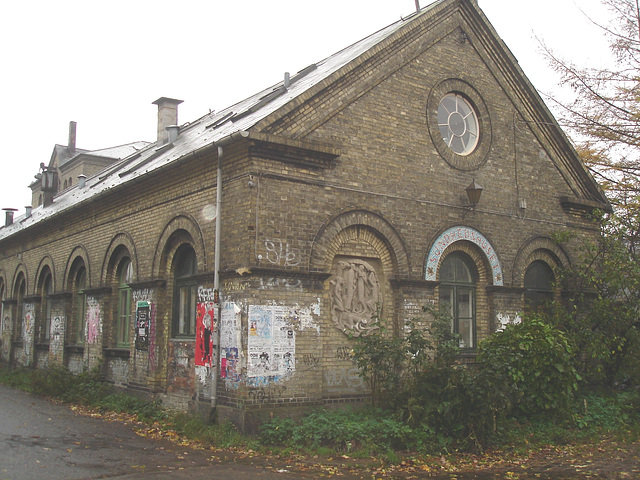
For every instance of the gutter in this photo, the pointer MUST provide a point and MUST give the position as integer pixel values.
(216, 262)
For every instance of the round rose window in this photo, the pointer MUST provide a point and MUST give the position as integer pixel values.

========================

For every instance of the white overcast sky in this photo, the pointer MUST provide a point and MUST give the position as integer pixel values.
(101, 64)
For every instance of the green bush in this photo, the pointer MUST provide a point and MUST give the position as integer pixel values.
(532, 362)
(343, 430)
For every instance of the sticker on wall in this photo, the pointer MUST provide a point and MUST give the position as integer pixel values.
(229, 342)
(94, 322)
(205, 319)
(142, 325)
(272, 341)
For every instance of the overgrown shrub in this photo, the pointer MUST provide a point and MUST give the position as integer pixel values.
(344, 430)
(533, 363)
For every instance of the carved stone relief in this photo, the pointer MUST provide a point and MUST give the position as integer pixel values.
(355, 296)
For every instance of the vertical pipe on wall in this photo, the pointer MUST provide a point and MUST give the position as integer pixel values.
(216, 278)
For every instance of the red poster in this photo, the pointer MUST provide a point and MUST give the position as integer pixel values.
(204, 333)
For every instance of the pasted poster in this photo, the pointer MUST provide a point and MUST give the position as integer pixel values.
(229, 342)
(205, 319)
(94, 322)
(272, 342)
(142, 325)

========================

**What is required:**
Here the job is to set down exactly the lines of the material above that fall between the one with "For every instance of the gutter" and the one with "For every instance of the round", inclusive, and nothing beyond them.

**Result of the exercise:**
For every instance of the gutter in this photo, the pointer MUST provide a point and MUST give the position as integer pixel values.
(216, 262)
For every instance of the round rose window in this photo, the pointer MUST provide a point and MUST give the position as integer pixel values.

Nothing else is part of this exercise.